PROVIDED DATA section start

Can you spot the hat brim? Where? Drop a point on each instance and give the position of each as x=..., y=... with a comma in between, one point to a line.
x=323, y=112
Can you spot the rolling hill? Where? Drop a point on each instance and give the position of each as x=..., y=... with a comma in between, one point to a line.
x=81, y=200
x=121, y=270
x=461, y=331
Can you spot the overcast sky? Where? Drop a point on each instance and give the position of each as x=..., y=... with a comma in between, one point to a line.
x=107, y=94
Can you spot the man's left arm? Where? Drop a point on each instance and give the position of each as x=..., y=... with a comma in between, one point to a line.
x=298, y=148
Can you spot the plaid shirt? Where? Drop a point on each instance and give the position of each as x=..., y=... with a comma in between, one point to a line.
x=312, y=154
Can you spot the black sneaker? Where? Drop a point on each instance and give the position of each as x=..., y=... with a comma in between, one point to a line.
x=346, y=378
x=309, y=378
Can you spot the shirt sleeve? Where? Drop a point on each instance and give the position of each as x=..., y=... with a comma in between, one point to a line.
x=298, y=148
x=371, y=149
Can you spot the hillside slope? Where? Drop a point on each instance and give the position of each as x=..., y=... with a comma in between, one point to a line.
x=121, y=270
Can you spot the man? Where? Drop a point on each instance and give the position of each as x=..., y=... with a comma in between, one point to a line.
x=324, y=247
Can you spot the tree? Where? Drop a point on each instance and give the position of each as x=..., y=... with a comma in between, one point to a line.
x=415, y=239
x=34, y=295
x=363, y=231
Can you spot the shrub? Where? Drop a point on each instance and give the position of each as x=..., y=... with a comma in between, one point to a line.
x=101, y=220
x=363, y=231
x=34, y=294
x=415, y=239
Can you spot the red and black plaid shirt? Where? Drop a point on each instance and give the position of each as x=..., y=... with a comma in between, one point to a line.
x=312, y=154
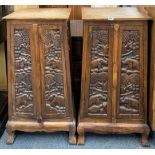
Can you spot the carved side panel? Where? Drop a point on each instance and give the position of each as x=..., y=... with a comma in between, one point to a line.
x=99, y=79
x=130, y=83
x=53, y=73
x=23, y=71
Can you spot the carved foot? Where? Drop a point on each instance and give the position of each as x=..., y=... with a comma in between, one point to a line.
x=81, y=138
x=145, y=139
x=72, y=138
x=11, y=137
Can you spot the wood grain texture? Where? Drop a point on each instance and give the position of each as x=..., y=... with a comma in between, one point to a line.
x=150, y=10
x=113, y=14
x=39, y=82
x=125, y=67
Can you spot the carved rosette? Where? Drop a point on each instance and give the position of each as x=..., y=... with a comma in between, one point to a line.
x=130, y=73
x=98, y=87
x=54, y=78
x=23, y=71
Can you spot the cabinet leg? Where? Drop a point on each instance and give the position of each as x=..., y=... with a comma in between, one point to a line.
x=81, y=138
x=145, y=139
x=72, y=134
x=11, y=136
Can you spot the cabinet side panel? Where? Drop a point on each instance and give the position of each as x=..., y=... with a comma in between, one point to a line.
x=23, y=71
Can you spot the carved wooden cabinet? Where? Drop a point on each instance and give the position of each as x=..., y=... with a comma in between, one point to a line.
x=114, y=72
x=39, y=82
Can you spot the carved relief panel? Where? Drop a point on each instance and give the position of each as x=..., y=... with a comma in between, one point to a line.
x=99, y=91
x=52, y=70
x=22, y=55
x=131, y=97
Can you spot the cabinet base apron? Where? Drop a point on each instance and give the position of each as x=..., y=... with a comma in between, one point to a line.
x=33, y=126
x=121, y=128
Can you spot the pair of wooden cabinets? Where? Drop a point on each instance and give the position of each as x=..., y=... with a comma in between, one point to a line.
x=114, y=72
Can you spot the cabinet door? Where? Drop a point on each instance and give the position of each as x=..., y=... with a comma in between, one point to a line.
x=131, y=75
x=20, y=69
x=97, y=71
x=53, y=71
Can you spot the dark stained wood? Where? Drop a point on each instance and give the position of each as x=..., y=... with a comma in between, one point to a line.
x=39, y=82
x=3, y=94
x=3, y=110
x=150, y=10
x=114, y=76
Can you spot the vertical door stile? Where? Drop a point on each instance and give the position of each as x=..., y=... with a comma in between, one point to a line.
x=36, y=77
x=115, y=72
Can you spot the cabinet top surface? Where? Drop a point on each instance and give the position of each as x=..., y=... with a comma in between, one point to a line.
x=40, y=13
x=121, y=13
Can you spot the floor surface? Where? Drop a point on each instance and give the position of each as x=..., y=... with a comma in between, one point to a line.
x=60, y=141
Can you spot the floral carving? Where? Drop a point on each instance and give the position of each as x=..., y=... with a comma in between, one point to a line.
x=98, y=87
x=130, y=72
x=54, y=78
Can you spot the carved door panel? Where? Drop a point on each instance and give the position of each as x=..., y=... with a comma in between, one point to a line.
x=52, y=71
x=21, y=71
x=131, y=73
x=98, y=68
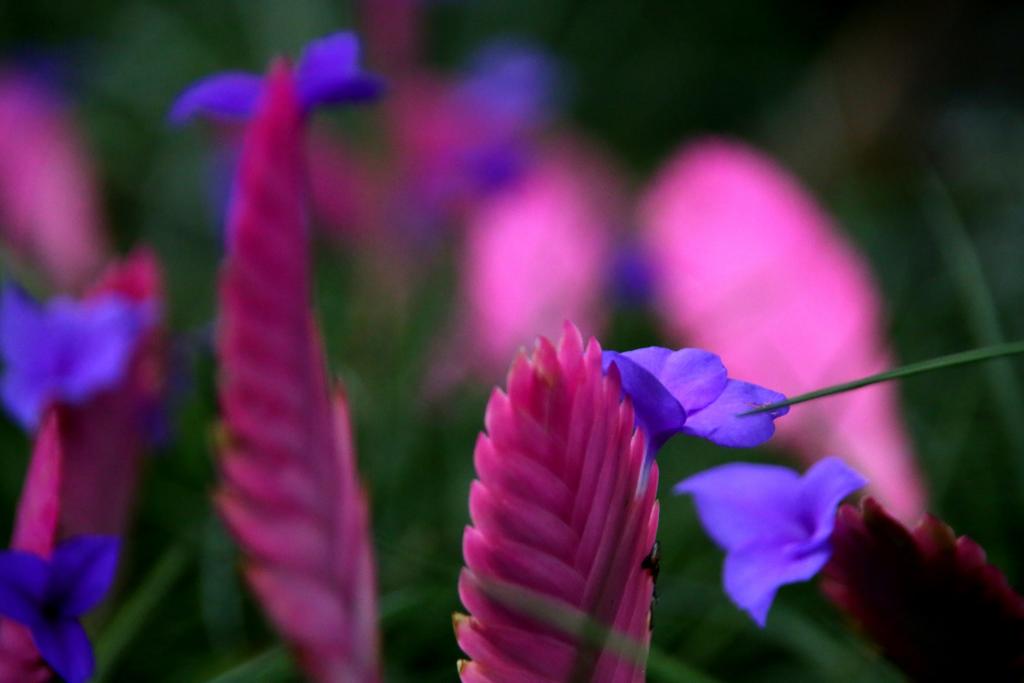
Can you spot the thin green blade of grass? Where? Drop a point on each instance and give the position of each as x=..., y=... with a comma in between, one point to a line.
x=941, y=363
x=272, y=666
x=981, y=313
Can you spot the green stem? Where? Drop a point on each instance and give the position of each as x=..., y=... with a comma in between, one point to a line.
x=130, y=620
x=951, y=360
x=272, y=665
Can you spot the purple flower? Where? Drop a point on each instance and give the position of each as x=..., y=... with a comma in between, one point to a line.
x=774, y=525
x=514, y=82
x=66, y=350
x=328, y=74
x=49, y=596
x=689, y=391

PROVIDED DATA section end

_HOW TO COMPLETE THIS TASK_:
Skipping the images, write out the whole listing exactly.

_RESULT FOR THIS TASK_:
Can you spot the hat brim? Where? Drop a point on each instance and give the position of each as x=..., y=... with a comma in between, one point to a line.
x=323, y=112
Can you spot the rolling hill? Where? Drop a point on each instance and give the position of each as x=..., y=... with a comma in between, one point to a line.
x=81, y=200
x=121, y=270
x=461, y=331
Can you spot the overcast sky? Where? Drop a point on each instance and give the position of each as x=..., y=... with a comma in between, one point to a line.
x=107, y=94
Can you spot the man's left arm? Where? Drop a point on each instance and give the position of each as x=..., y=... with a comma in between, one point to a line.
x=298, y=148
Can you spot the plaid shirt? Where? Drop a point on each instance and give the position of each as x=..., y=... with a comma in between, one point to a line.
x=312, y=154
Can you spot the black sneaker? Where? Drop a point on each instance and give the position of each as x=..., y=... with a comma in between, one point to a line.
x=346, y=378
x=309, y=378
Can you spot the shirt sleeve? Where? Drop a point on each instance and give the position of each as x=..., y=... with a comma in between, one point to a line.
x=298, y=148
x=371, y=149
Can you spot the hillside slope? Where? Drop a point on each instance and give the position of each as x=..., y=... with a comma in between, one point to a line.
x=121, y=270
Can you spot the man? Where? Drop a point on each instance and give the position of each as x=..., y=... with a comma in between, one point to a line.
x=324, y=247
Can you spot the tree? Where? Drop a point on each instance and give the position of each as x=..., y=... with a comma in between, one point to a line.
x=415, y=239
x=34, y=295
x=363, y=231
Can you spot the shrub? Where? Drop a point on each instance and give the position of each as x=..., y=... with a comma in between, one point to a line.
x=101, y=220
x=363, y=231
x=34, y=294
x=415, y=239
Can you spot the red and black plaid shirt? Where? Drop a point on each instance and give the position of each as x=..., y=... with a comma in between, one point to a line.
x=312, y=154
Can you spot the carved side panel? Where? Drop a point on each instance and give the position of each as x=..., y=... with a comma in between, one point to a line.
x=99, y=79
x=130, y=83
x=53, y=73
x=23, y=71
Can you spot the carved foot? Where? Drop a point on each instance and give the position of each as x=..., y=... with a comma in between, one point to a line.
x=81, y=138
x=145, y=139
x=72, y=138
x=11, y=137
Can you spot the wood grain texture? Where? Drop a point on each instance and give the position of each as x=..., y=... with a comma in between, one point to a line.
x=150, y=10
x=113, y=14
x=39, y=82
x=125, y=67
Can you spot the carved rosette? Where? Drop a point on each instance and give the position of each as x=..., y=... with a comma in between, one point to a line.
x=130, y=73
x=98, y=87
x=54, y=78
x=23, y=71
Can you spot the cabinet leg? Where? Drop a point on each instance and give the position of each as x=..., y=... with a comma in between, one point to a line.
x=81, y=138
x=145, y=139
x=72, y=134
x=11, y=136
Can you spot the cabinet side panel? Where? Drop a point on each instance and give the position of each as x=..., y=... with a comma in between, one point to a line.
x=23, y=71
Can you spot the carved wooden cabinet? Where? Drop a point on each instance and give the position of each as x=..., y=... with a comma in between, one point to a line.
x=114, y=72
x=39, y=82
Can you spot the carved relief panel? Where? Drop a point on each instance and give the position of each as x=..., y=... with a comma in between, one point to a line.
x=99, y=91
x=52, y=70
x=22, y=55
x=131, y=97
Can you spot the cabinet base apron? Where? Drop a point on each instance and give the position of each as x=..., y=... with a comma in between, one point to a line.
x=33, y=126
x=121, y=128
Can you spot the pair of wooden cabinets? Where? Drop a point on each instance and give the position of each as x=..., y=... with a comma in between, one point to a line.
x=114, y=72
Can you spot the cabinet door? Where? Drop a point on each instance and give the position of each as x=..., y=... with a comma in between, one point to a line.
x=131, y=75
x=20, y=69
x=97, y=71
x=53, y=71
Can you spot the dark stained wood? Where? Drop a point on each instance and give the position of each as x=..., y=... with a comma in between, one point to a line.
x=39, y=82
x=3, y=94
x=3, y=110
x=150, y=10
x=114, y=76
Can you spot the vertical door stile? Where? Drop a point on each instance and give the position of each as x=..., y=... with a comma in between, one point to a line.
x=36, y=77
x=115, y=72
Can you spot the cabinet top surface? Where? Drop a point on each instance and give the position of each as x=..., y=... with a comma in between, one point to a line.
x=40, y=13
x=121, y=13
Can you spot the floor surface? Where? Drop a point on each instance and give the position of each as x=..., y=... with a comma in between, one point to a line.
x=60, y=141
Can you spot the floral carving? Where? Drop a point on each instance and give the position of each as x=..., y=... with a comma in between, one point to a line.
x=98, y=87
x=130, y=72
x=54, y=78
Can you spot the carved door panel? Where? Drop a point on each instance and give the position of each as x=..., y=... with a comma in between, one point to a line.
x=52, y=71
x=21, y=71
x=131, y=73
x=98, y=68
Can you spot the thin green blade of grass? Where? Drop a point on each instance and give the position of each as x=..., y=... with a comma in between, one point to a line.
x=941, y=363
x=272, y=666
x=981, y=313
Can you spot the green stem? Where? Drop a point on each instance and give the position of each as x=..., y=... with a comma in between, one point to a line.
x=130, y=620
x=951, y=360
x=272, y=665
Can you spot the purple flower? Where? Drop a point on each instance and give the position of each as x=..., y=... with a comma in between, one point to a line.
x=774, y=525
x=514, y=82
x=66, y=350
x=328, y=74
x=49, y=596
x=689, y=391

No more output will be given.